(Records excerpted from a collection)
========================
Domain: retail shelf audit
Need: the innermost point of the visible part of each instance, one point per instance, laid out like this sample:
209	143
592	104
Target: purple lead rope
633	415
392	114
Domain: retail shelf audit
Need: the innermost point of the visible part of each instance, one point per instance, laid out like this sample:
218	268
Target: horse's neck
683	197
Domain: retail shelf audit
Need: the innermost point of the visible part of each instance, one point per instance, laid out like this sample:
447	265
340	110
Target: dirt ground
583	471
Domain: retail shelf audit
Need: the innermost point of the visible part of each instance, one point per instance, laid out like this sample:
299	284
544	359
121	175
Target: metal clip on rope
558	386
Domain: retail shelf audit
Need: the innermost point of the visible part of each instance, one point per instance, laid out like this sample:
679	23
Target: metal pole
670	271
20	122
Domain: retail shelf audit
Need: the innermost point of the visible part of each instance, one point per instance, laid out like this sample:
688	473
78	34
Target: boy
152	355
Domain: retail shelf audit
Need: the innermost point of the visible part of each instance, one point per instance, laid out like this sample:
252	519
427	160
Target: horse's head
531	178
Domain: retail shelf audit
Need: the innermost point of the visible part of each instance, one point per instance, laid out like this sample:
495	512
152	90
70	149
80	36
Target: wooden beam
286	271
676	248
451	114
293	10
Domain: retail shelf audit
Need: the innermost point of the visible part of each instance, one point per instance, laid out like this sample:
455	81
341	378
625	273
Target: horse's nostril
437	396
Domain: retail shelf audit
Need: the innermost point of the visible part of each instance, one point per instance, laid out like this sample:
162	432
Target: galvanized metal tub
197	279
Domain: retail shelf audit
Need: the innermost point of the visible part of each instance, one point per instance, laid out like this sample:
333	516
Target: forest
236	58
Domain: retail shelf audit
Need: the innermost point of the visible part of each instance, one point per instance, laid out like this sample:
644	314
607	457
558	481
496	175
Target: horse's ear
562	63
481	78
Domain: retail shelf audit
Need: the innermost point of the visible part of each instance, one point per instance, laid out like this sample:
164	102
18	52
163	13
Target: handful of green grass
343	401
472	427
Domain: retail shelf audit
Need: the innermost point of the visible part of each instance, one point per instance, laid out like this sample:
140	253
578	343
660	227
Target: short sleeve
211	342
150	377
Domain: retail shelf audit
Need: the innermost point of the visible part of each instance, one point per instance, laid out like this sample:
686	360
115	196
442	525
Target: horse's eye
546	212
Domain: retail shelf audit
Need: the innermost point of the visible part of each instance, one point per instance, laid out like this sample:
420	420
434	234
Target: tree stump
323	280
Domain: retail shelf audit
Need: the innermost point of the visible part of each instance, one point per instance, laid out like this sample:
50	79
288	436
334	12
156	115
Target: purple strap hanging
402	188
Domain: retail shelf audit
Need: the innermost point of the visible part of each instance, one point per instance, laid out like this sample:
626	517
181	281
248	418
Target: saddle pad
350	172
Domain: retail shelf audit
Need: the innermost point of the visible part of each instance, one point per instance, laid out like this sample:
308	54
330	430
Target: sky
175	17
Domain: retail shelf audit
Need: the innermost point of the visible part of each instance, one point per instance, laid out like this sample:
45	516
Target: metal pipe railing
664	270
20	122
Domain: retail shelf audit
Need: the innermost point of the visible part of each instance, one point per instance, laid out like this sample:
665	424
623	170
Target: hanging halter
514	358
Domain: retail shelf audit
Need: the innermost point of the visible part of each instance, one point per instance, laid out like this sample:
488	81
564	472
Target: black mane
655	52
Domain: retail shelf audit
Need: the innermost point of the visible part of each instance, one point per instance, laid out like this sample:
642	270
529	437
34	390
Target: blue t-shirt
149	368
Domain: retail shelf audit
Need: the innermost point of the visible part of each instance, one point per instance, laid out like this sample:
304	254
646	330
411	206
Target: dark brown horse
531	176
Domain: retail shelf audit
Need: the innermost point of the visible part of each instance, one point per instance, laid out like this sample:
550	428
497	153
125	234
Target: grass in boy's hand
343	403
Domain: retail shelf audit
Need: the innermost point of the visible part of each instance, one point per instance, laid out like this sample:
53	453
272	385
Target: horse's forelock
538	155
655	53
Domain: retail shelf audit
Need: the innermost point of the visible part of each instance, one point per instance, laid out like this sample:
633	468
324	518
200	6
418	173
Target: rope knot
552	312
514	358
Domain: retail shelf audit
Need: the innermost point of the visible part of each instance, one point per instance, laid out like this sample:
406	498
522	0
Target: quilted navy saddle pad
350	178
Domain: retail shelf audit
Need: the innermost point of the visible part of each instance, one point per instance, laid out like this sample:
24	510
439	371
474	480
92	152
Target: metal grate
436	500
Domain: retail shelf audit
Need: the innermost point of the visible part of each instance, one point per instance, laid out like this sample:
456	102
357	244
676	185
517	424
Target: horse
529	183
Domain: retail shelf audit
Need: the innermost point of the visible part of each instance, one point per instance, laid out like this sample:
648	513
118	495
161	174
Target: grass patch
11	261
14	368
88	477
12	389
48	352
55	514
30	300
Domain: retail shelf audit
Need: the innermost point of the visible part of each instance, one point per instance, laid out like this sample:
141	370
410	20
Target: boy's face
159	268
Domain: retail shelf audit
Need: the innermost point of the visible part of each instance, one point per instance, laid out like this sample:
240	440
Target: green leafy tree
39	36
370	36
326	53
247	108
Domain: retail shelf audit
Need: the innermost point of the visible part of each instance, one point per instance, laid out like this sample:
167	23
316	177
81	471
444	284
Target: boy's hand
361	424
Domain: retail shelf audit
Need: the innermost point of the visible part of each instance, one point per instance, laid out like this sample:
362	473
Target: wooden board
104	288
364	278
========================
* **What you need to do**:
Quote all of the entries verbatim.

* **Exercise solution**:
Domain: retail shelf audit
Need: the innermost point of the visible part of each instance, one point per instance, laid out like this sample:
209	143
592	104
Target: purple lead rope
633	415
392	114
Domain: retail shelf audit
Need: the innermost point of the visible part of each instance, one point per instance, laid out like this sample:
218	268
Target: horse's neck
683	197
Domain: retail shelf audit
Need: the innermost point of the visible part of each instance, one point per instance, laid out like this sample:
447	265
340	110
Target: dirt ground
583	471
Domain: retail shelf audit
Need: the innermost point of the visible part of each instance, one point per instance, laid out like this sample:
299	284
544	359
121	175
Target: metal clip on rope
558	386
Domain: retail shelf audit
Need: the innermost point of the visible part of each instance, one point per instance, laid out like this sample:
679	23
Target: metal pole
670	271
20	122
Domain: retail shelf audit
Need: the innermost point of the visible part of each instance, one point per instance, laid out like this sample:
688	473
78	34
Target: boy
152	355
Domain: retail shelf audit
Need: the innermost point of the visible part of each instance, one point per instance, laid out like this sample:
252	519
427	160
Target: horse's head
531	178
Domain: retail shelf audit
Need: the innermost point of the visible part of each instance, one point per instance, laid out like this sample:
495	512
152	90
70	149
80	36
Target: wooden beam
286	271
676	248
451	114
293	10
Domain: retail shelf audit
Need: the innermost point of the visible part of each instance, one point per instance, laid out like this sample:
455	81
341	378
625	273
Target: horse's nostril
437	396
Domain: retail shelf audit
Need: the innermost point of the visible part of each instance, one point per instance, laid out like this sample:
162	432
Target: galvanized metal tub
197	279
Domain: retail shelf audit
Need: the innermost point of the visible part of each instance, one point per instance, laid out like this sample:
333	516
Target: forest
236	58
Domain: retail shelf audit
Need: the innermost point of the visible part of each instance, one point per instance, laid out like this sample:
644	314
607	457
558	481
496	175
Target: horse's ear
562	63
481	78
Domain: retail shelf audit
Need: the innermost point of the visible part of each instance, one point per instance, laid out like this sample:
164	102
18	52
163	13
Target: handful of green grass
343	401
472	427
Domain: retail shelf audit
Need: the innermost point of the visible part of each instance, one point per instance, laid out like this sample:
140	253
578	343
660	227
Target: short sleeve
211	342
150	377
Domain: retail shelf audit
Need: the innermost point of the visible part of each instance, one point per instance, laid out like this sample:
686	360
115	196
442	525
Target: horse's eye
546	212
Domain: retail shelf audit
Need: the innermost point of the visible part of each instance, one point per instance, laid out like this sample:
420	420
434	234
Target: tree stump
323	280
Domain: retail shelf audit
Need: the innermost point of the visible part of each instance, one point per instance, laid out like this sample:
50	79
288	436
334	12
156	115
Target: purple strap hanging
402	188
Domain: retail shelf audit
Need: the innermost point of the visible part of each instance, one point per instance, laid out like this sample:
626	517
181	281
248	418
Target: saddle pad
350	172
Domain: retail shelf audit
Need: the innermost point of the visible part of each instance, one point per instance, laid out like this sample:
308	54
330	430
Target: sky
175	17
Domain: retail shelf audit
Need: the innermost point of the visible part of each instance, one point per instance, laid out like this sample:
45	516
Target: metal pipe railing
664	270
20	122
Domain: retail shelf audit
Need: the innermost point of the visible part of each instance, one point per instance, laid out like this sample:
665	424
623	170
Target: hanging halter
514	358
Domain: retail shelf audit
Need: the innermost point of the visible part of each instance, one point per instance, laid out like this sample:
488	81
564	472
Target: black mane
655	52
Domain: retail shelf audit
Need: the innermost point of the visible part of each instance, one point per instance, laid out like this sample:
642	270
529	437
34	390
Target: blue t-shirt
149	368
Domain: retail shelf audit
Need: the innermost point of the visible part of each instance, one point per instance, laid out like this sample:
304	254
646	330
411	206
Target: dark brown horse
531	176
Domain: retail shelf audit
Need: the innermost point of the visible part of each instance, one point per instance, laid out like this sample:
550	428
497	153
125	234
Target: grass in boy's hand
343	403
Domain: retail shelf audit
Need: the innermost point of the visible part of each instance, one point per instance, laid out like this sample:
53	453
272	385
Target: horse's forelock
538	155
655	53
Domain: retail shelf audit
Need: the innermost point of the visible part of each instance, one point per instance, laid out like this sample:
633	468
324	518
200	6
418	173
Target: rope knot
552	312
514	358
Domain: retail shelf audit
Need: the innermost point of the visible part of each instance, one point per instance, laid out like this sample:
406	498
522	0
Target: quilted navy saddle pad
350	178
Domain: retail shelf audit
Need: the innermost point of the visible part of each instance, one point per instance, laid out like this sample:
24	510
439	371
474	480
92	152
Target: metal grate
436	500
Domain: retail shelf audit
Need: the innermost point of the visible part of each instance, one point per instance, laid out like this sample:
456	102
357	244
676	185
517	424
Target: horse
529	183
Domain: retail shelf audit
Need: the innermost point of the visible part of each instance, one point per instance, laid out like this sample:
648	513
118	495
161	174
Target: grass patch
11	261
14	368
88	477
12	389
48	352
55	514
30	300
Domain: retail shelf audit
Need: the innermost point of the visible part of each instance, one point per instance, laid out like this sample:
141	370
410	20
Target: boy's face
159	268
Domain: retail shelf audit
Need: the innermost point of the visible part of each instance, one point per instance, laid out like this sample:
240	440
Target: green leafy tree
39	36
370	36
326	53
247	108
Domain: retail shelf audit
Need: the innermost point of the visible part of each instance, one point per instance, laid out like this sample:
167	23
316	177
81	471
444	284
Target: boy's hand
361	424
Domain: retail shelf audit
Need: the innermost point of the visible part of each instance, one point per instance, laid out like this sample:
362	473
Target: wooden board
104	288
364	278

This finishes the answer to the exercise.